Top of Given records

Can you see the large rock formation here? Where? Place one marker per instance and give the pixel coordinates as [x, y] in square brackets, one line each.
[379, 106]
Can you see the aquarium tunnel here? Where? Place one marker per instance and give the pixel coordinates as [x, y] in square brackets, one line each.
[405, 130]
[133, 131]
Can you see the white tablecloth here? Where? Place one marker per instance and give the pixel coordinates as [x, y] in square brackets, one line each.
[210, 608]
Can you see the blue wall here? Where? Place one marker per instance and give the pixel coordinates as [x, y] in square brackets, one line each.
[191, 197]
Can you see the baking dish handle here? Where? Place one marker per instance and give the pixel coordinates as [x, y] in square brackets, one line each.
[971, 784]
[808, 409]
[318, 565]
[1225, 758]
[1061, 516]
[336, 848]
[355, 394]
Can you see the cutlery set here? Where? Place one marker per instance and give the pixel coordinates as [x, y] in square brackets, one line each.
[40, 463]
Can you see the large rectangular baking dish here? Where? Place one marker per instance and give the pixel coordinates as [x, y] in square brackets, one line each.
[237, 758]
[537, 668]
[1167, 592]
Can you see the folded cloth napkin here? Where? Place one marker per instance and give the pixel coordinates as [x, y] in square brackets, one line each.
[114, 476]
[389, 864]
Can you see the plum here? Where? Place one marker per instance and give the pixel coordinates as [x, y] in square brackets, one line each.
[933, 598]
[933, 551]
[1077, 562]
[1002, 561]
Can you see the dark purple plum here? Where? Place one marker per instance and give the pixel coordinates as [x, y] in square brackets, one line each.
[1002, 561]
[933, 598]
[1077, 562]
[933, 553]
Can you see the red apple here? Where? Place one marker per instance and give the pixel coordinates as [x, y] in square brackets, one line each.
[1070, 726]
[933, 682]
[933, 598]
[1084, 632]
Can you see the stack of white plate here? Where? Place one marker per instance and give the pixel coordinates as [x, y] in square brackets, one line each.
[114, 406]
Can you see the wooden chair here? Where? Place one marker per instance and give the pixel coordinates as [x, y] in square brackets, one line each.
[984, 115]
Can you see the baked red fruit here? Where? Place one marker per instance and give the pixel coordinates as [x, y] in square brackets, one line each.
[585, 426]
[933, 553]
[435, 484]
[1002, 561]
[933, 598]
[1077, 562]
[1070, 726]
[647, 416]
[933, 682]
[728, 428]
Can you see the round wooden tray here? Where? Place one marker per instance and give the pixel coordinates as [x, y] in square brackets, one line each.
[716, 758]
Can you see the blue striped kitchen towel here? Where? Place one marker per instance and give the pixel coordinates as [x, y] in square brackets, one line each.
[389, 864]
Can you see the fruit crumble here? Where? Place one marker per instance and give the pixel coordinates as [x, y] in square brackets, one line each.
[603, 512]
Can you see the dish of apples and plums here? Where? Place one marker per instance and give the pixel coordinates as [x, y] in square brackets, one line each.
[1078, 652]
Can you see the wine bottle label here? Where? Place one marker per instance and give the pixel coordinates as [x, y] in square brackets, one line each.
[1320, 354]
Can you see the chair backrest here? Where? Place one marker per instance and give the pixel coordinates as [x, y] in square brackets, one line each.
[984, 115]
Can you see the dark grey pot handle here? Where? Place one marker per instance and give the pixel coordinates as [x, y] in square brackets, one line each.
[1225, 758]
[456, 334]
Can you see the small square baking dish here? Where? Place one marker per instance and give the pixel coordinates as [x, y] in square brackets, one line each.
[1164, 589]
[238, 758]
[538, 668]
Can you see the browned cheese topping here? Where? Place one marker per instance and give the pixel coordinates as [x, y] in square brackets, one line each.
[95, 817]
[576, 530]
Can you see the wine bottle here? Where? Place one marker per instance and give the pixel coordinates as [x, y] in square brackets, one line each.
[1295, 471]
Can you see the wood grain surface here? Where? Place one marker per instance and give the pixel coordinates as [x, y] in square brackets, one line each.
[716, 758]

Bottom of Given records

▶ **Work to be completed**:
Copy out the full listing above. Keep every word as it is.

▶ **Solution to the problem**:
Can you see the large rock formation here? Where? Place one marker per instance and give the pixel coordinates as [x, y] in square brackets, one line each.
[379, 106]
Can you see the aquarium tunnel here? Where? Place one marker per instance and give the pixel coordinates as [x, y] in square brackets, one line each.
[405, 130]
[133, 131]
Can you see the white tablecloth here? Where? Place one marker per instance and give the pixel coordinates as [x, y] in square brackets, one line each.
[210, 608]
Can you see the blue wall here? Where? Place one marker per instance and give the pixel coordinates as [x, y] in square brackets, one line each.
[191, 197]
Can you see the baking dish handle here? Where? Place one marker per instance and give the pixel coordinates as [x, y] in square brackets, one line each.
[971, 784]
[808, 409]
[318, 565]
[1225, 758]
[1061, 516]
[336, 848]
[355, 394]
Can you see the cutlery set here? Where? Place one marker per instance and give the pixel coordinates as [x, y] in square brackets, one line each.
[40, 463]
Can you see the large rectangular baking dish here? Where? Place one marker per instance and give the pixel coordinates as [x, y] in square brackets, one line each.
[237, 758]
[537, 668]
[1167, 592]
Can you see the folded cloth napkin here? Where? Place one marker per instance and give the pixel coordinates as [x, y] in square brackets, one line each.
[114, 476]
[389, 864]
Can you see the plum here? Where? Place one marker per instance and give the pixel coordinates as [x, y] in square brackets, one line each.
[933, 598]
[933, 551]
[1077, 562]
[1002, 561]
Can you see the dark purple plum here? Where? Place one marker per instance and give the pixel coordinates as [x, y] in square brackets, one line each.
[1002, 561]
[933, 598]
[1077, 562]
[933, 553]
Can you see the red apple here? Where? Place one marker per instance and give the pixel coordinates as [x, y] in square brackets, one line each.
[1070, 726]
[933, 682]
[933, 598]
[1084, 632]
Can you see the stack of white plate here? Where? Place one marker per instance and give the pixel coordinates as [x, y] in square brackets, one line each.
[114, 406]
Can you see the wooden chair here? Where? Place one marker per instance and give the pixel coordinates as [x, y] in square brackets, one line each.
[984, 115]
Can you see the baked red fruit here? Where? Place one marker per instance and give the pixel coordinates as [x, y] in square brackets, one line each.
[585, 426]
[933, 553]
[435, 484]
[1002, 561]
[933, 598]
[1077, 562]
[1070, 726]
[647, 416]
[933, 682]
[728, 428]
Can you see the round wooden tray here? Where? Place one marker per instance and give the pixel coordinates as [x, y] in square brackets, one line each.
[716, 758]
Can you see the blue striped kitchen towel here? Where? Place one marker per instance and give the pixel coordinates as [x, y] in square brackets, one line each.
[389, 864]
Can you see the fruit crumble here? Where? Place one marker per instance and give the pixel coordinates as [x, y] in square brackets, one line each.
[603, 512]
Can you see the dish of apples and plums here? Where? Place one marker per instance and give the pixel coordinates as [x, y] in square brackets, one line each.
[1078, 652]
Can you see the wine bottle label here? Where? Place one marker per instance and give the pixel coordinates as [x, y] in square brackets, one line each.
[1320, 354]
Can you see the chair backrest here? Where? Place one marker per instance and give the pixel coordinates as [x, y] in square brackets, one line each.
[984, 115]
Can you see the dark grey pot handle here? Where? Place one marker per instance and give the pixel coordinates as [x, y] in square brackets, one line each.
[1225, 758]
[456, 334]
Can you see the small square baking dish here? Where? Place one marker per instance and give the pixel coordinates as [x, y] in square brackets, one line each.
[1164, 589]
[238, 758]
[538, 668]
Can you see the browned cheese topping here? Where? Place one marker per instance and give the pixel coordinates as [x, y] in square brackets, one line each.
[95, 817]
[576, 530]
Can you see the wine bottle here? Where? Place one marker per instance and give the pixel coordinates as [x, y] in square brackets, one line each.
[1295, 471]
Can you see the wood grain surface here? Where? Place one marker per instance and give the pixel coordinates as [x, y] in square brackets, one line each.
[716, 758]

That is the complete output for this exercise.